━━━ Data section ━━━

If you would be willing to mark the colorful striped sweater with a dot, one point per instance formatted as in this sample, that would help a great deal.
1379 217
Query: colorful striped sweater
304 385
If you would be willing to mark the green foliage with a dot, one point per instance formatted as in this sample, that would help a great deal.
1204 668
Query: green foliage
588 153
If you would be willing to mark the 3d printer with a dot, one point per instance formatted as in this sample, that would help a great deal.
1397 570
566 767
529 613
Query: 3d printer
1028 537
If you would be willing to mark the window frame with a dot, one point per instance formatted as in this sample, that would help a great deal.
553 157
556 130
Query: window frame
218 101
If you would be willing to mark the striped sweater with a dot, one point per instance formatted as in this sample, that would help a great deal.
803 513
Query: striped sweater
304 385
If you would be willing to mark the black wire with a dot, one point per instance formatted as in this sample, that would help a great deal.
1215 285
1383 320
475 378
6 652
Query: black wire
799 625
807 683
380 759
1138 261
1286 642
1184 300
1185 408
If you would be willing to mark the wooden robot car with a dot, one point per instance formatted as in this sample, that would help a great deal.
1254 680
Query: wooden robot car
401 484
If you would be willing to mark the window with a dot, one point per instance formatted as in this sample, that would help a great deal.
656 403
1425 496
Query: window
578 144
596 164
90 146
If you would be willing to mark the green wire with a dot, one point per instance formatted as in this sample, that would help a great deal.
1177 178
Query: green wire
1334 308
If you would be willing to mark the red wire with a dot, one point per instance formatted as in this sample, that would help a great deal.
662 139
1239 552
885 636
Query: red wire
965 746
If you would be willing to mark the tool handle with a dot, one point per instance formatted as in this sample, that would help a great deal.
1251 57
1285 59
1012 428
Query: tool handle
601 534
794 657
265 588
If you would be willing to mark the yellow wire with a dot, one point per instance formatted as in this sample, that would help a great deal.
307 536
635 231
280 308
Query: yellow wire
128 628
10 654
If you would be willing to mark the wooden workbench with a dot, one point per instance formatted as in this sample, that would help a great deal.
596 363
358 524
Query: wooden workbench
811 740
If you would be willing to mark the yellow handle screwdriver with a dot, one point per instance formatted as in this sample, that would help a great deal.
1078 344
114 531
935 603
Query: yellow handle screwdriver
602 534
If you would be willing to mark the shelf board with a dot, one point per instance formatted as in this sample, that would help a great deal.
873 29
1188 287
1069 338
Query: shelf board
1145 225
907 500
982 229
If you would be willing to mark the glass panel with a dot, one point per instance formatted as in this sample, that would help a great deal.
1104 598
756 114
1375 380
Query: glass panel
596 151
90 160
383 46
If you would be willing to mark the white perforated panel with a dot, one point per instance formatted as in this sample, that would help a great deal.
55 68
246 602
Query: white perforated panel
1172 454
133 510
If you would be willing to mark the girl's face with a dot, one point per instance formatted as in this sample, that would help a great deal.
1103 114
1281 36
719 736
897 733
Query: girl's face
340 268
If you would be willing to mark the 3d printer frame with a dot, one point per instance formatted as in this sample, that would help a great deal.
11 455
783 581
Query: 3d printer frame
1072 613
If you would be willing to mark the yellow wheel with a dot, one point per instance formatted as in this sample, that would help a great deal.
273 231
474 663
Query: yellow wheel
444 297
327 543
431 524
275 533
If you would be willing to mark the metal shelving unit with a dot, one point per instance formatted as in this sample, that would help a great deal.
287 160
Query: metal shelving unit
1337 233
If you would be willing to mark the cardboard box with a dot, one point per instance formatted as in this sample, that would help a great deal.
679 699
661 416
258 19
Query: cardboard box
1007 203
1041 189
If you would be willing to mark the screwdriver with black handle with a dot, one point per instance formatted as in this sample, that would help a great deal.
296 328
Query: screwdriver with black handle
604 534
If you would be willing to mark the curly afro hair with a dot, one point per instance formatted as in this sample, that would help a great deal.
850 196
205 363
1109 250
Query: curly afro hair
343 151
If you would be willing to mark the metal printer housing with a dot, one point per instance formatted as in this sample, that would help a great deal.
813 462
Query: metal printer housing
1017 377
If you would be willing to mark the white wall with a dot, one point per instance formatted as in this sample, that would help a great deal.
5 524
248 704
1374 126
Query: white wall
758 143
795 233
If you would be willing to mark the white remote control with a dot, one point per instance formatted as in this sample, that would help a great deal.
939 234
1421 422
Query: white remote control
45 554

━━━

→ **Try it**
Only an exact copy of the entries above will do.

→ **Exercise response**
If you would be willing to mark the colorful striped sweater with a dot, one point per instance formatted as in this sample, that would help a great deal.
1379 217
Query: colorful striped sweater
304 385
If you would be willing to mark the green foliage with a dot, one point per instance formatted as in this sample, that would help a great deal.
1204 668
Query: green foliage
588 153
If you would be willing to mark the 3d printer with a dot, one point per instance formatted as in this sample, that would help a great deal.
1397 570
566 767
529 613
Query: 3d printer
1028 537
If you would be willing to mark the window frame with a dot, one point per instance formatted as in this sample, that would help a great deal.
553 157
556 130
Query: window frame
218 101
If you would be willing to mark the striped sweater with a dot, one point per instance formatted as in this sample, that would help a great deal.
803 513
Query: striped sweater
304 385
If you would be willing to mark the black wire with a dot, one point per instance formatted as in this sample, that would help a great deal.
1215 285
1383 320
475 378
6 652
Query: black wire
799 625
807 683
380 759
1138 261
1286 642
1184 300
1185 408
If you would be willing to mark the wooden robot car with a dot, one point per instance formatted as in this sample, that would help a great deal.
1254 680
Query: wooden robot car
401 484
If you would be willing to mark the window with a dot, one point per instance formatted as in this sample, that would help a great deal.
656 403
1425 496
Query: window
578 144
596 164
90 146
If you would be willing to mark the green wire with a dot, one point per instance formatted as in this sample, that would help a great deal.
1177 178
Query: green wire
1334 308
If you would be willing to mark the red wire with a dot, one point per instance formatted as in this sample, that would help a great deal.
662 139
1239 552
885 636
Query: red wire
965 746
If you would be willing to mark the tool handle with a dot, one point per instance formatted as in this sample, that would help a great deal.
1251 57
1285 59
1012 428
Query: tool handle
601 534
794 657
265 588
If you would be willing to mark the yellow wire with a dot, one point per instance formatted as in this sample, that would help a great deal.
307 536
635 231
280 308
Query: yellow wire
128 628
10 654
If you would be willing to mark the wooden workbench with a dot, one point per instance formatted as in this sample, that would help a great deal.
596 363
358 524
Query: wooden workbench
811 740
If you would be willing to mark the yellow handle screwdriver with a dot, one point per instance formatted as in this sample, that would help a great deal.
1078 344
114 531
935 603
Query: yellow handle screwdriver
602 534
If you would be willing to mark the shelf board with a dot, one point per instance formatted as in this sample, that would help a great deal.
873 29
1188 287
1069 338
Query: shelf board
1145 225
907 500
982 229
If you would be willing to mark the glass panel with a dot, one point per instance formatted as in this sample, that would help a great deal.
1104 598
756 114
1375 380
Query: glass panel
596 151
90 160
383 46
If you would be willing to mark the white perforated panel with a dot, one point per instance formatted as in this sample, that would help a great deal.
55 68
246 602
Query: white perforated panel
1172 454
133 510
If you would be willing to mark the girl's face with a dot, one point per instance formatted as in this sample, that would help a great deal.
1103 114
1281 36
719 736
897 733
Query: girl's face
340 268
If you would be willing to mark the 3d printer frame with a dot, one point per instance formatted as in this sample, that would help a great deal.
11 455
783 581
Query: 3d printer frame
1072 613
If you would be willing to mark the yellow wheel with a dot, one point per instance formatted as in this sample, that would help a great deal.
273 231
474 663
Query: yellow wheel
444 297
327 543
431 524
275 533
If you would be willing to mark the metal shelving unit with a dot, one point per instance formatted as in this sample, that would help a great deal.
287 160
Query: metal shelving unit
1337 233
If you would be willing to mark the cardboard box with a dot, one point per instance formatted as in this sample, that would help a great deal.
679 699
661 416
258 19
Query: cardboard box
1007 203
1041 189
If you would be willing to mark the screwdriver with black handle with a dot, one point per instance formatted as in this sample, that would help a great deal.
296 328
Query: screwdriver with black handle
604 534
If you would be willing to mark the curly afro hair with a dot, one point per instance formatted as in this sample, that would help a great deal.
850 196
205 363
1109 250
Query: curly afro hair
343 151
If you would be willing to mark the metal printer housing with a dot, one point per instance formatted as in this sample, that would help a great deal.
813 462
Query: metal printer housing
1017 377
If you would be willing to mark the white wall with a dot, one point per instance formatted as in this sample, that would help a great deal.
5 524
248 704
1374 126
Query: white wall
758 143
795 233
If you would be willing to mark the white remote control with a dot, one point per instance formatted as in this sample, that would help a great deal.
939 234
1421 422
Query: white remote control
45 554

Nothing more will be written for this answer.